- Passage to read -
The financial services industry “needs to rethink portfolio construction,” says Sébastian Page, head of global multi-asset at T. Rowe Price.
Speaking at the firm’s virtual global market outlook briefing, Page explained why such a change is necessary now, recounting major market developments over the past year, many due to the impact of the COVID-19 pandemic. Here are some of the highlights of his presentation.
1. The Failure of Diversification
Recalling the close correlation between U.S. stocks and different asset classes during the late February to late March market selloff, including foreign stocks (both developed and emerging market), U.S. investment-grade and high-yield corporate bonds and real estate, Page said, “We can expect diversification will continue to fall when we need it the most. … Diversification tends to work best on the upside and very bad when you actually need it on the downside. It is a flawed concept.”

- Supplied information -
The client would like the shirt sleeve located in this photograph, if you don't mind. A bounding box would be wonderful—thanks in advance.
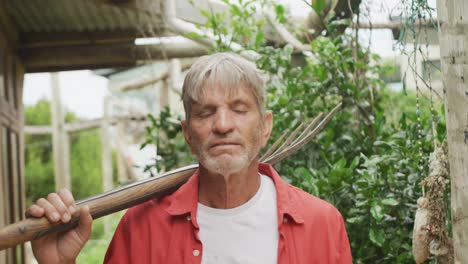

- Exercise instructions -
1 – Reproduce the stretch of the portfolio construction article from "Speaking at the" through "of his presentation.".
2 – According to the portfolio construction article, what position does Sébastian Page hold at T. Rowe Price?
The material has nothing to do with the portfolio construction article.

- Problem solutions -
1 –
Speaking at the firm’s virtual global market outlook briefing, Page explained why such a change is necessary now, recounting major market developments over the past year, many due to the impact of the COVID-19 pandemic. Here are some of the highlights of his presentation.

2 – Head of global multi-asset.